▶ Given exercise A
Please write down the boat training thread word for word, starting at "We are getting" and ending at "a life jacket.".
▶ Given exercise B
In the boat training thread, on what date is the family getting their puppy?
▶ Given exercise C
Extend the boat training thread from the point where it stops.

▶ Text segment
══════

# Boat Training



## pjcodner (Jun 1, 2015)

We are getting our puppy June 19th. We are a boating fishing family and hope to take her out in the boat with us. At what age do you consider it safe to take a puppy out in the boat? Of course first we will take her to the lake to swim, let her roam around the boat in the driveway and get her a life jacket.

Any advice is greatly appreciated.

Thanks

Paul Codner


----------



## trevor1000 (Sep 20, 2013)

I'd say as soon as possible.
Let the puppy have lots of fun in the boat even when it is on the trailer in the yard.


----------



## Janders (Feb 27, 2014)

══════

Data for pointing at named objects:
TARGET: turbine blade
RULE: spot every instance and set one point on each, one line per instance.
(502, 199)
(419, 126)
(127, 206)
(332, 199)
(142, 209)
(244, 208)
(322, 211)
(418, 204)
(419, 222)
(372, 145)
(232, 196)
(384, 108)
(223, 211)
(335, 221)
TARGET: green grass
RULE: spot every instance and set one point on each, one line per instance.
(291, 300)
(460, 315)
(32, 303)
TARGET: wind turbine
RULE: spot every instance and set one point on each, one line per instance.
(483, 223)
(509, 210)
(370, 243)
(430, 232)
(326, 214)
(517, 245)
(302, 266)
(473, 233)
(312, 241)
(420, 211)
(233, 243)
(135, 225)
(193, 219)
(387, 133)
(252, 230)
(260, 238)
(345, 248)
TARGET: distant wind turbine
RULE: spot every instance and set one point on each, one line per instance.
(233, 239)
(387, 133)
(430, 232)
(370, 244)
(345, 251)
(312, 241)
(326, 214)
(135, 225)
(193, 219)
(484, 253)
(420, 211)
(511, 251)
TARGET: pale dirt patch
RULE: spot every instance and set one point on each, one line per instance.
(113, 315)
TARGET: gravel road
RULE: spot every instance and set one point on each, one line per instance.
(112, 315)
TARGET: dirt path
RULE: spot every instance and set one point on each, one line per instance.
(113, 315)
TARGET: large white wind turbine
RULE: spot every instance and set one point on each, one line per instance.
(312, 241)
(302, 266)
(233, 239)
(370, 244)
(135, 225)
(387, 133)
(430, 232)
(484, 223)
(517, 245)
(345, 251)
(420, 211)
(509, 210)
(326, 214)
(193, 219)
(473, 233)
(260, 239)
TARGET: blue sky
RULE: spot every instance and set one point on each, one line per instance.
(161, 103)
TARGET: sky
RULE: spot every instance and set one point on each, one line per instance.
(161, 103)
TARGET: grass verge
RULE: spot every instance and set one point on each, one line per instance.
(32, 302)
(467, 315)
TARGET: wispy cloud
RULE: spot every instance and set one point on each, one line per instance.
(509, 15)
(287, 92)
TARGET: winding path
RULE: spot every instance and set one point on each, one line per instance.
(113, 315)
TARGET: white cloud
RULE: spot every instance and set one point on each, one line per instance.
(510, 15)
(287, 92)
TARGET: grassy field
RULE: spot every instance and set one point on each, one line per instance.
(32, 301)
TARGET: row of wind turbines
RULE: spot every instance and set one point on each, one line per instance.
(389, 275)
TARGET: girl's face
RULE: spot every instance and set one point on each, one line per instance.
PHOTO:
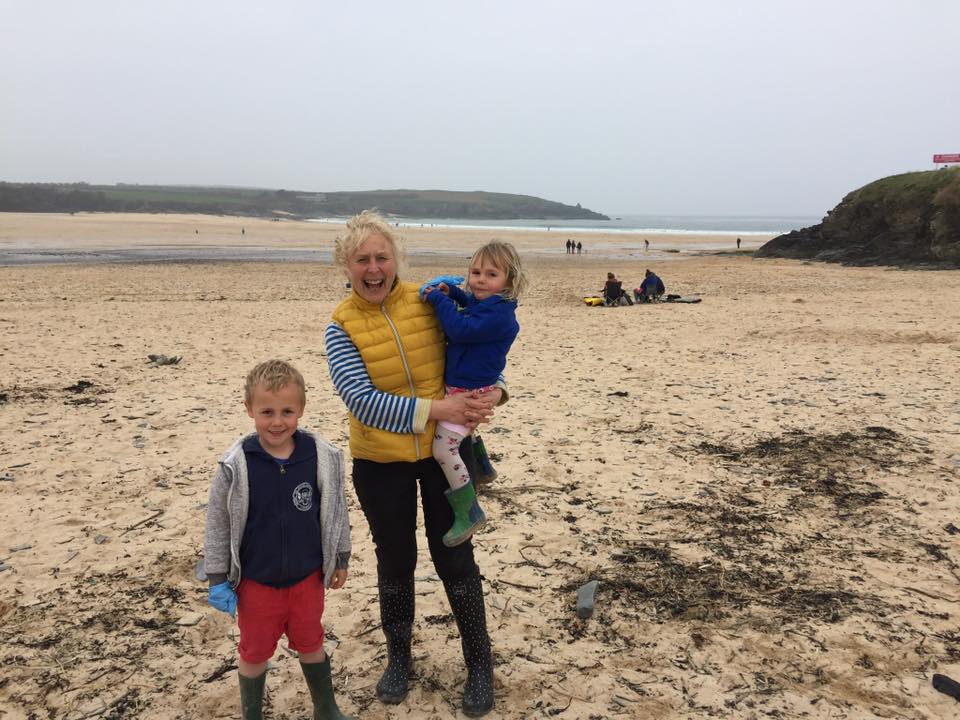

══════

▶ Task response A
We are getting our puppy June 19th. We are a boating fishing family and hope to take her out in the boat with us. At what age do you consider it safe to take a puppy out in the boat? Of course first we will take her to the lake to swim, let her roam around the boat in the driveway and get her a life jacket.

▶ Task response B
June 19th.

▶ Task response C
We've had Gus on the boat since he was around 3 months old. He LOVES the boat and the lake. He slept a lot more when he was young. We did buy him a life jacket that he wears. (And doesn't mind wearing.) We also use sunscreen. His little nose burns fast. We're researching some sort of ladder to get him in the boat easily when the water is deeper. He doesn't jump off the boat but actually kinda lowers himself in to cool off. We get him out now with the handle on his life jacket but since he weighs 60 pounds this is hard on us. Instead of being out all day on the boat and water, we now make frequent stops to land so he can run around and relieve himself. Have fun!
Oh - the fishing - while we don't fish on the boat with him - my parents do. One of the best commands we've taught him is "Leave it." They use a lot more caution fishing when the dogs are with them.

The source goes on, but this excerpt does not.